*** Opening Input data ***

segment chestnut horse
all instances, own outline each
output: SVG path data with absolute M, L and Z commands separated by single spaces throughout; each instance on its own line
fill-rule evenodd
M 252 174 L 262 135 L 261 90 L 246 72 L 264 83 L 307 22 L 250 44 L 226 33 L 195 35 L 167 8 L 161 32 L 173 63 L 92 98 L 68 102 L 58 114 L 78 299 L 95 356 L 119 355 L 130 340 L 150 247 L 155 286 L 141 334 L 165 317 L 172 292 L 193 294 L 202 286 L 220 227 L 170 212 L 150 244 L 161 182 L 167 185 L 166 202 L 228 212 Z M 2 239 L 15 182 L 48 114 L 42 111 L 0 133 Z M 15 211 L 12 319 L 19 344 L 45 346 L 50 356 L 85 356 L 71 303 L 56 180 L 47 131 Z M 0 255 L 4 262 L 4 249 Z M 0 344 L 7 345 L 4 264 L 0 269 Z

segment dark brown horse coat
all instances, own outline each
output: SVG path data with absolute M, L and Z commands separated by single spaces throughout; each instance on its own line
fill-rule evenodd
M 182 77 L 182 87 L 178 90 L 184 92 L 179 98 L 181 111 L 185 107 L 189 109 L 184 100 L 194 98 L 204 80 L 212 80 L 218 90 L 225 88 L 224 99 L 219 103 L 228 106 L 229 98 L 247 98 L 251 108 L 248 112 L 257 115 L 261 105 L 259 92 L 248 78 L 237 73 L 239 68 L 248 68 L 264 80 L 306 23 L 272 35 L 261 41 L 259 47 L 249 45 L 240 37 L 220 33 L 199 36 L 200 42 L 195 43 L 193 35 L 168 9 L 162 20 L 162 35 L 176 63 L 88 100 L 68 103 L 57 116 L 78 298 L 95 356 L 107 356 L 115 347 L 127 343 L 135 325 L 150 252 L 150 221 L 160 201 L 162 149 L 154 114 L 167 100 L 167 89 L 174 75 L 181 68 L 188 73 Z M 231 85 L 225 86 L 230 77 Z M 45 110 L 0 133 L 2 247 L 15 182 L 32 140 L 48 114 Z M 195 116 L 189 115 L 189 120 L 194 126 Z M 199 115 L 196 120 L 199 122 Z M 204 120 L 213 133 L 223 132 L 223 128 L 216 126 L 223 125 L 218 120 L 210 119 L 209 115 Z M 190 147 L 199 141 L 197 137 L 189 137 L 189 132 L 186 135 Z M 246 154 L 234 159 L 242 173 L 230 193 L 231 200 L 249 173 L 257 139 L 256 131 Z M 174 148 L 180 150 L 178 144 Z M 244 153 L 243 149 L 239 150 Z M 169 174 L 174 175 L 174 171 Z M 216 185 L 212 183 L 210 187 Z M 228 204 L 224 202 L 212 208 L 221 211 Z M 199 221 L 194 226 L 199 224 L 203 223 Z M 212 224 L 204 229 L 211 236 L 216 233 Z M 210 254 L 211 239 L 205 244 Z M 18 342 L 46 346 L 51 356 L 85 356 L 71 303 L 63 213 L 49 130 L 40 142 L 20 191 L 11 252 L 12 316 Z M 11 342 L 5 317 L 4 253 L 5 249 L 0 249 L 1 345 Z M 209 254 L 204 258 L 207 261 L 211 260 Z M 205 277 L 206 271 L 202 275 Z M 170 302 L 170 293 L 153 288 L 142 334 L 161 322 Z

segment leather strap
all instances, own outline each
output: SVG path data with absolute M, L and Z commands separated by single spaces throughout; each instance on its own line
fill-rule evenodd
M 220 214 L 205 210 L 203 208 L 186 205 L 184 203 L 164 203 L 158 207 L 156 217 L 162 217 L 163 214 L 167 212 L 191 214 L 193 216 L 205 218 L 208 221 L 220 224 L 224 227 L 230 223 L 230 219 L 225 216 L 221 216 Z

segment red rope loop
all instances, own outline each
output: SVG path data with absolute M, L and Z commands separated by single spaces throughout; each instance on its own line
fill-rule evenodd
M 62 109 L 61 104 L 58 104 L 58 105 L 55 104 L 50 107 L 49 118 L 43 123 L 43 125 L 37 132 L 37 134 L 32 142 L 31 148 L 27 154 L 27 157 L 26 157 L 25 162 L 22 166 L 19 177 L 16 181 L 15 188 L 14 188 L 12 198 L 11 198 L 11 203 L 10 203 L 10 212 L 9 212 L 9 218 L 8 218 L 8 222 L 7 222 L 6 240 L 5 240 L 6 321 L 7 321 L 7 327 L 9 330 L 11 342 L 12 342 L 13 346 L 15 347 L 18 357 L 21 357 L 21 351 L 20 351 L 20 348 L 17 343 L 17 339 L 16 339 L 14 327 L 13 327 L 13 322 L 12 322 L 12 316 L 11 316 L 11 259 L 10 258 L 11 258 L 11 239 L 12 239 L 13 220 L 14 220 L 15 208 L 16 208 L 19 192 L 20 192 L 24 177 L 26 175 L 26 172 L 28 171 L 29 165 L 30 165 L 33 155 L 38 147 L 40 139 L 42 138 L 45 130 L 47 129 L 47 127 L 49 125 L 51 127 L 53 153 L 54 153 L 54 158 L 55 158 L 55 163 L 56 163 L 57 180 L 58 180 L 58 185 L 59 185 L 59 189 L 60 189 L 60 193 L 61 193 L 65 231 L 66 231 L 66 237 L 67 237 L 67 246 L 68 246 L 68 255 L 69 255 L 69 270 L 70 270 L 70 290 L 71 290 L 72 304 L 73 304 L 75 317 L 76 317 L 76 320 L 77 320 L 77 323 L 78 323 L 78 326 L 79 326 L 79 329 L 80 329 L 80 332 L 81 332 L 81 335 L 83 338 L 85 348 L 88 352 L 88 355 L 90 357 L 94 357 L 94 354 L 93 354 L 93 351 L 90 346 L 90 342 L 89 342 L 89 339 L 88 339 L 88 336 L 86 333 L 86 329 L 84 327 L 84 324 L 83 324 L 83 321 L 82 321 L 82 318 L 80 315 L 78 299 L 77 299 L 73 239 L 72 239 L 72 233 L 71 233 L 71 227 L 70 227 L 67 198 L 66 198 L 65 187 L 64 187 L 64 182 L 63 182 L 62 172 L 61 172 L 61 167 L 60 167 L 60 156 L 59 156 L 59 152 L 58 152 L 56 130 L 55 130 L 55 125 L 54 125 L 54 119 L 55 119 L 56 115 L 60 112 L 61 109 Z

*** Closing Input data ***

What you need to do: After reading the entries above, state how many lines hold the word "horse", with no text besides the number.

Written solution: 2